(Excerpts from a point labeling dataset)
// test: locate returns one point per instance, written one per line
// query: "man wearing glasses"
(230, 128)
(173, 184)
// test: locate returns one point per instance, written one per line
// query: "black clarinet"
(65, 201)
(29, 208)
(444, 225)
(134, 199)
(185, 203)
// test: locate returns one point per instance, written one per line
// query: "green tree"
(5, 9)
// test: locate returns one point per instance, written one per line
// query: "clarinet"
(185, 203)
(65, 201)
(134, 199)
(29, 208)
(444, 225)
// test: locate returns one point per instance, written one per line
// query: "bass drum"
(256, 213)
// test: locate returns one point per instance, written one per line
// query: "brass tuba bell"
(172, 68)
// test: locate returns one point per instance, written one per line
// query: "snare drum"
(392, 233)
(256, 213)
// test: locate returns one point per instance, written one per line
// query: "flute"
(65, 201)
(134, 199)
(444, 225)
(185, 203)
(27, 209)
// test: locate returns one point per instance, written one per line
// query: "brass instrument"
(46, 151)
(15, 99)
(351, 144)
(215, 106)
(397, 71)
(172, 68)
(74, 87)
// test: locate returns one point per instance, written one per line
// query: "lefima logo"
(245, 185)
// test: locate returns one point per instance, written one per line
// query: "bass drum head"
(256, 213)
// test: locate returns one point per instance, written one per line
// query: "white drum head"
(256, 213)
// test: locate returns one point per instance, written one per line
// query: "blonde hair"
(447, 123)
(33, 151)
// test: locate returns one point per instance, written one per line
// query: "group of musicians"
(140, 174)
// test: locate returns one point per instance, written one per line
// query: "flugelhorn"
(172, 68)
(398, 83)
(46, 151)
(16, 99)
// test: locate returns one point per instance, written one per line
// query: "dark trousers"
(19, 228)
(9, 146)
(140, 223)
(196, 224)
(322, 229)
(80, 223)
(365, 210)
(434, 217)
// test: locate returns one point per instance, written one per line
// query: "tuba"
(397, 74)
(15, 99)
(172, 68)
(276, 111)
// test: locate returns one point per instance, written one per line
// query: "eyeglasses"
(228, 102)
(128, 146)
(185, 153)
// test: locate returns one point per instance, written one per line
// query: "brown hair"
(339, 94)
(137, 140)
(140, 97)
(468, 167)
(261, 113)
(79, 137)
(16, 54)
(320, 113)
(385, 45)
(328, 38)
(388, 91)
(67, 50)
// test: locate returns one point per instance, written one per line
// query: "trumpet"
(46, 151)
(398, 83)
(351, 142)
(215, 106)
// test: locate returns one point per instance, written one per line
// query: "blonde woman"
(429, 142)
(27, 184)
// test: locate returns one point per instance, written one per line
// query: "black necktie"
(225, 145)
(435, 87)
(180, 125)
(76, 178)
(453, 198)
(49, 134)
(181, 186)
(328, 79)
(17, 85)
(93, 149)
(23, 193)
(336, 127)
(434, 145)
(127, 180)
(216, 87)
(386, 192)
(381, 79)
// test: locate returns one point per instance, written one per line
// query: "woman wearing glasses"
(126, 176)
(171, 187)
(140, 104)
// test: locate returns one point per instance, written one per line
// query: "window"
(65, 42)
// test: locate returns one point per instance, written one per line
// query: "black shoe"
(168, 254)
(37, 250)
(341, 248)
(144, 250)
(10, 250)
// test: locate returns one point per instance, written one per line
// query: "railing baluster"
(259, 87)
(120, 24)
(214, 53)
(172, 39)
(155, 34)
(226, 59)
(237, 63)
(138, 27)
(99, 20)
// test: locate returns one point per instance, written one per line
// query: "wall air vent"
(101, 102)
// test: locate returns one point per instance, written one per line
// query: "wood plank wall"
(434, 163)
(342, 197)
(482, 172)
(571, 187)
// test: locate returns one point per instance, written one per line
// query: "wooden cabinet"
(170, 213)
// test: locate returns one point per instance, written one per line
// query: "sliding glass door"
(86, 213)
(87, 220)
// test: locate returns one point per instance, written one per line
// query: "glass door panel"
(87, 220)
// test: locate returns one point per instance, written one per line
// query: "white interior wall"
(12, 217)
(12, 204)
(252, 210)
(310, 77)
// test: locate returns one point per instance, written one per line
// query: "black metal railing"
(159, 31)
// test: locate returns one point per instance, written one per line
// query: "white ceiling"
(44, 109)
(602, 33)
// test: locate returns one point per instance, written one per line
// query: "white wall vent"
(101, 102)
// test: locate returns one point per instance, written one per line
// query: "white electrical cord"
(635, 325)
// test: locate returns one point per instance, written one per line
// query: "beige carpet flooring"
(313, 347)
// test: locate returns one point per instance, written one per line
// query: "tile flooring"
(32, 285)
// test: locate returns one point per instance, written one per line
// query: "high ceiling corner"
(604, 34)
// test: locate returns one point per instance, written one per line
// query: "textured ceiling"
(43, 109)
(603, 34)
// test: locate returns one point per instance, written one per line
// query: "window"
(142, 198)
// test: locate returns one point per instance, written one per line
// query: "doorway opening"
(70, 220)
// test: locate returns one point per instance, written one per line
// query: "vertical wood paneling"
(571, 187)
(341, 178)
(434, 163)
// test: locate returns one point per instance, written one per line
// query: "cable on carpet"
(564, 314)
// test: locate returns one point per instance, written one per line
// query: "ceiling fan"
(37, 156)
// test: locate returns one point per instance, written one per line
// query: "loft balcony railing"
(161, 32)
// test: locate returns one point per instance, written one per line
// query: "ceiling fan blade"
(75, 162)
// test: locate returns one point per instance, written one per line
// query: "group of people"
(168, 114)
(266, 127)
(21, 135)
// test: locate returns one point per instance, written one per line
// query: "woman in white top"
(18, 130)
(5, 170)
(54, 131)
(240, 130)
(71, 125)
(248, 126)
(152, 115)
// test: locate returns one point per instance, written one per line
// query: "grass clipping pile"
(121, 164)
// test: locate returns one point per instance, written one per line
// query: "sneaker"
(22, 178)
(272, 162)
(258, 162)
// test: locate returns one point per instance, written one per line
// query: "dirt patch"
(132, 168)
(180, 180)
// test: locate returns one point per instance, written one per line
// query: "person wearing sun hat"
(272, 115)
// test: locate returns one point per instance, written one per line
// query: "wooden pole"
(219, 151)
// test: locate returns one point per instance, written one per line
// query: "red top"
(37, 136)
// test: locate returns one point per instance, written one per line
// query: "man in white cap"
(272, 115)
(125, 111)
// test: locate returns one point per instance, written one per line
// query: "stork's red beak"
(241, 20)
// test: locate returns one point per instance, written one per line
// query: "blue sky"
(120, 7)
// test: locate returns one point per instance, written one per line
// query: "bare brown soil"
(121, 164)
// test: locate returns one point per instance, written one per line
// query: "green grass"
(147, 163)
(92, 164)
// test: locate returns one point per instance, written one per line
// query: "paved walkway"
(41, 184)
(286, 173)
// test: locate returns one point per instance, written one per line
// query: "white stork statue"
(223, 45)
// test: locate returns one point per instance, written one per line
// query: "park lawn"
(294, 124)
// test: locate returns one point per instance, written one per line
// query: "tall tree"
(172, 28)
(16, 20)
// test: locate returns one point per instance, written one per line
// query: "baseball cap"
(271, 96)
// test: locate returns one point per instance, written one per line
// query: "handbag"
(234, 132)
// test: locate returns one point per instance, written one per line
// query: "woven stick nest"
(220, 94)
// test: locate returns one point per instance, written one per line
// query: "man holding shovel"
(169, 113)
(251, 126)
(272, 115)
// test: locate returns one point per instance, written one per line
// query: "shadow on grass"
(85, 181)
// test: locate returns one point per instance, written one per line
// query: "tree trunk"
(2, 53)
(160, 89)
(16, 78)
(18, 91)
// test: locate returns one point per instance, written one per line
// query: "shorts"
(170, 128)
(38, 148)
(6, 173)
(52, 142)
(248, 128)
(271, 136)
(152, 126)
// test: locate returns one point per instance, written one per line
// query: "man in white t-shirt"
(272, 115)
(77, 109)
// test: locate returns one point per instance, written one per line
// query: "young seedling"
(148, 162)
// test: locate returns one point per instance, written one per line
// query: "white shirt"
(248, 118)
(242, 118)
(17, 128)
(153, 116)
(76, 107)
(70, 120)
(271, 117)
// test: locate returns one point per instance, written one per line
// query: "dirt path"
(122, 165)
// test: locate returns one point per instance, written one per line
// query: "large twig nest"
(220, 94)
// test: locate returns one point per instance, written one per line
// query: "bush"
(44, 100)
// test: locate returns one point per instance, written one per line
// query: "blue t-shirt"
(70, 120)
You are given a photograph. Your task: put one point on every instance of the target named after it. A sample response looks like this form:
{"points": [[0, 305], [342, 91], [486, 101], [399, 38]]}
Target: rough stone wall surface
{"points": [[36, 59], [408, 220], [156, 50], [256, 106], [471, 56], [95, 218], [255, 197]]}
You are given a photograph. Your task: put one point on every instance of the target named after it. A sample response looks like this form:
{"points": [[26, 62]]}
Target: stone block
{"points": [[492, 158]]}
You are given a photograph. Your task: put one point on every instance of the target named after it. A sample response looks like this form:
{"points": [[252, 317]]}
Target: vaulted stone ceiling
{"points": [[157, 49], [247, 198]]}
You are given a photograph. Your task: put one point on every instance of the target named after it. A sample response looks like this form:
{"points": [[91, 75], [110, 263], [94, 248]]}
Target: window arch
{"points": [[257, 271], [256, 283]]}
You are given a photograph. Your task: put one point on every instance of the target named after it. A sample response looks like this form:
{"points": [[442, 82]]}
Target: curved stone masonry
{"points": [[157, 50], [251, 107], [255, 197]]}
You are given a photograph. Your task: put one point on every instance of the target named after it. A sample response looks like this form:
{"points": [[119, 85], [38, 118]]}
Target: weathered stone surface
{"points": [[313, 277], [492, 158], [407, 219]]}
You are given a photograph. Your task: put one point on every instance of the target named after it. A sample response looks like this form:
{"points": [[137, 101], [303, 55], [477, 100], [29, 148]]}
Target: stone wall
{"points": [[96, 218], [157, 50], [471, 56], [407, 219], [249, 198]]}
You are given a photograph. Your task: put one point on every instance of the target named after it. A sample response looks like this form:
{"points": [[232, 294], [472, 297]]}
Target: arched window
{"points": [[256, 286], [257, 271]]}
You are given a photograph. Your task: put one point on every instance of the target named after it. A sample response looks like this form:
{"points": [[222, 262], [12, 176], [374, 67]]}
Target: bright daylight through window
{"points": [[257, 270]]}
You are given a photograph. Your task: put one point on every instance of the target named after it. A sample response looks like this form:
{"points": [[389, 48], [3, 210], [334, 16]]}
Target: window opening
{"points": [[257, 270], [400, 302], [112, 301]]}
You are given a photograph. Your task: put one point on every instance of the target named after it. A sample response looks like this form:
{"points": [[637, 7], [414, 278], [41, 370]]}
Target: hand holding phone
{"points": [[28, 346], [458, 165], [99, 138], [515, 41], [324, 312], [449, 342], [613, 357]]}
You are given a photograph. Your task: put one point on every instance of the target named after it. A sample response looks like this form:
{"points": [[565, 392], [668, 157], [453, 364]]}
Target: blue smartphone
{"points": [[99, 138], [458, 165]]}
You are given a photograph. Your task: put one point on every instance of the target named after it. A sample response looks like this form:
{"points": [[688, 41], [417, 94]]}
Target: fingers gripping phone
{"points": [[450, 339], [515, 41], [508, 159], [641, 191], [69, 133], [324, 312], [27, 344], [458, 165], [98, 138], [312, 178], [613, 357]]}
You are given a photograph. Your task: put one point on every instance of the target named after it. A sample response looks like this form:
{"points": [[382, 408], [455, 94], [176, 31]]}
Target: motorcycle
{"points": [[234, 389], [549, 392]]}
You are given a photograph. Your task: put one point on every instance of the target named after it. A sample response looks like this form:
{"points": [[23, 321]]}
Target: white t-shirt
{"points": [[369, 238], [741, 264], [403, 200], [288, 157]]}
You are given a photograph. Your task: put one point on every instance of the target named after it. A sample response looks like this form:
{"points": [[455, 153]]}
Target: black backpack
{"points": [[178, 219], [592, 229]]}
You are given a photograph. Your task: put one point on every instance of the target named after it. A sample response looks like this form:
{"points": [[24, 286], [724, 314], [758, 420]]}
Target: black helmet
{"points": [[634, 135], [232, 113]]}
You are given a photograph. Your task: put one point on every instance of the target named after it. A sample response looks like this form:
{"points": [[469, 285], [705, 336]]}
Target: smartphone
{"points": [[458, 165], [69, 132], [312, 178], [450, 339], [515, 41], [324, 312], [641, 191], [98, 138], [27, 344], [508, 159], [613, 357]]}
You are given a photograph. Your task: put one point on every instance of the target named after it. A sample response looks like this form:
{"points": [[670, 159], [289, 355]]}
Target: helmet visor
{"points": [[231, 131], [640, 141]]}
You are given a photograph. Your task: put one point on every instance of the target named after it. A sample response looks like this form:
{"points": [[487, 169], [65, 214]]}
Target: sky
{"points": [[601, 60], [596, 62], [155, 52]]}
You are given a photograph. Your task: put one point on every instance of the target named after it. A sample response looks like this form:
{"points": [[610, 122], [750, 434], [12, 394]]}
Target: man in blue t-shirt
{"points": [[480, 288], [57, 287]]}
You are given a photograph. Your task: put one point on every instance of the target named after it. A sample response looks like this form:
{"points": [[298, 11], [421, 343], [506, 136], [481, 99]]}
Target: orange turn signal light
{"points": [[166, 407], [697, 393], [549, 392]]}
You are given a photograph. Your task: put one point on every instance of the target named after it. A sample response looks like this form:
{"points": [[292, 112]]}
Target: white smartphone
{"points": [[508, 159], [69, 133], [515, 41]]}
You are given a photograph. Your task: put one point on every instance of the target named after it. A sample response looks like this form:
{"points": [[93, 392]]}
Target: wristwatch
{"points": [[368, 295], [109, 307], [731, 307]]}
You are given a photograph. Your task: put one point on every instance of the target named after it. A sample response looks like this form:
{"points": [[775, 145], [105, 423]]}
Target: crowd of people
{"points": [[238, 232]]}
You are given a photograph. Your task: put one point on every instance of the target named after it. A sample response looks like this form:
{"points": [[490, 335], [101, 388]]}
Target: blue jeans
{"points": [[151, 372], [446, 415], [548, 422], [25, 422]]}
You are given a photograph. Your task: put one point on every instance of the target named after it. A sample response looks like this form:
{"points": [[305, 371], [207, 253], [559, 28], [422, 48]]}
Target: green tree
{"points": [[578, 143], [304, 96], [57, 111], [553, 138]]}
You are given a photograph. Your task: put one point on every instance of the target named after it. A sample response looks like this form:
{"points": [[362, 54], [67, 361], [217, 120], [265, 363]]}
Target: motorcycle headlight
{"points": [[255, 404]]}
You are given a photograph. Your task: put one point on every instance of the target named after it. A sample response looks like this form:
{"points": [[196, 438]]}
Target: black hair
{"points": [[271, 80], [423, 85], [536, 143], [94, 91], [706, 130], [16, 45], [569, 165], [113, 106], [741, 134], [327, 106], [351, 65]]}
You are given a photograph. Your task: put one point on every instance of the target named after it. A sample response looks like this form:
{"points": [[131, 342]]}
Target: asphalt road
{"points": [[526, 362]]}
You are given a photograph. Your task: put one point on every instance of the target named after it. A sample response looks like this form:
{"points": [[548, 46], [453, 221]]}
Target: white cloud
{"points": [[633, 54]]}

• Stated task: Gather every one of the lines above that contains the word "motorcycle", copying each line in full. Case counts.

• Output:
Target: motorcycle
Target: motorcycle headlight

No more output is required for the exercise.